ZIELSETZUNG 1:
Beantworten Sie anhand des folgenden Auszugs diese Fragen:
(a) Welches Gericht hat die Beweiserhebungen durchgeführt?
(b) Wer hatte nach der Meinung von Joachim Wolbergs die Mitarbeiter als selbständige Spender akquiriert?
(c) Welche erste Konsequenz ergab sich nach Überzeugung des Gerichts für Joachim Wolbergs?

AUSGEWÄHLTER AUSZUG:
============

Bei Joachim Wolbergs stellte sich die Situation jedoch grundsätzlich anders dar, nachdem die Beweiserhebungen des Landgerichts Regensburg keinerlei Anhaltspunkte dafür erbracht hatten, dass der Oberbürgermeister zu irgendeinem Zeitpunkt Einblick in den Zahlungsverkehr zwischen der Firma BTT und ihren spendenden Beschäftigten gehabt hätte. Der Wirtschaftsstrafkammer erschien insoweit plausibel, dass Joachim Wolbergs, der nie einen Hehl daraus gemacht hatte, sämtliche in Rede stehenden Spenden mit der Firma BTT und ihrem Umfeld in Verbindung gebracht zu haben, der Meinung gewesen war, Volker Tretzel habe seine Mitarbeiter als selbständige Spender akquiriert. Unter dieser Prämisse erwies sich der vom Oberbürgermeister behauptete Glaube an die parteienrechtliche Unbedenklichkeit der Spenden sogar als folgerichtig. Die erste Konsequenz dieser Feststellung war, dass Joachim Wolbergs nach Überzeugung des Gerichts kein Verstoß gegen das Parteiengesetz zur Last fiel. Als weitere Folgerung leitete sich daraus ab, dass der Oberbürgermeister wegen seines Vertrauens in die Parteienrechtskonformität der Spenden einem erhöhten Risiko ausgesetzt gewesen war, hinsichtlich der Vorteilsannahmen einem Verbotsirrtum zu unterliegen.

============

Einträge aus einem Datensatz:
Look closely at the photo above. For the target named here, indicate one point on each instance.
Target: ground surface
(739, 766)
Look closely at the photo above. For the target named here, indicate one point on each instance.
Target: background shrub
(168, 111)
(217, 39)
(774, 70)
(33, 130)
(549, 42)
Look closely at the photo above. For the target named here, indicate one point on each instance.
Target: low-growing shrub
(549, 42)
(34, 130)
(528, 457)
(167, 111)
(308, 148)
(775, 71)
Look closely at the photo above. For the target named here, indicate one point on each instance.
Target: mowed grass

============

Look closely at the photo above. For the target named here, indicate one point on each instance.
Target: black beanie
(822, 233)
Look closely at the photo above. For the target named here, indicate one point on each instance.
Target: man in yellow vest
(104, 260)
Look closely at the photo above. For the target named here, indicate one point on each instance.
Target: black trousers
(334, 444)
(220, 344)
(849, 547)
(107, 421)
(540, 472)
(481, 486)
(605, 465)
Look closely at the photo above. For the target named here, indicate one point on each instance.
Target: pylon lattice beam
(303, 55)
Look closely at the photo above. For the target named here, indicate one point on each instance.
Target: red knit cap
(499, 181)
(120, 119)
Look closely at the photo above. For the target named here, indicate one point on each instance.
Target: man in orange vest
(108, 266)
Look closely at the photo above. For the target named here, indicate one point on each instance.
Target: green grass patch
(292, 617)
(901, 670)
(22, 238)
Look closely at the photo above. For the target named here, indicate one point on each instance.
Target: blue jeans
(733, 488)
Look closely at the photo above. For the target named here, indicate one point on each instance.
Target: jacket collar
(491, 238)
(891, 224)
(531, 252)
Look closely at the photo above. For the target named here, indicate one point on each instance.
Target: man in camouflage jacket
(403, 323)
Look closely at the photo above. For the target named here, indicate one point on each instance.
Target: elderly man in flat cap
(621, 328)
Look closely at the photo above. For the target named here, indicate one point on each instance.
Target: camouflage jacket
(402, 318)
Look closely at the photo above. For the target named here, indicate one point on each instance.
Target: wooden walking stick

============

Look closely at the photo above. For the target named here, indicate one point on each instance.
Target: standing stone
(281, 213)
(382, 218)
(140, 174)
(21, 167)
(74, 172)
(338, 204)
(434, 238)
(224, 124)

============

ZIELSETZUNG 2: Ermitteln Sie, in wie vielen Zeilen der Einträge die Zeichenfolge "camouflage" vorkommt, wobei Groß- und Kleinschreibung zu beachten ist. Geben Sie ausschließlich die Zahl an.

LÖSUNG 1:
(a) Das Landgericht Regensburg.
(b) Volker Tretzel.
(c) Ihm fiel kein Verstoß gegen das Parteiengesetz zur Last.

LÖSUNG 2: 2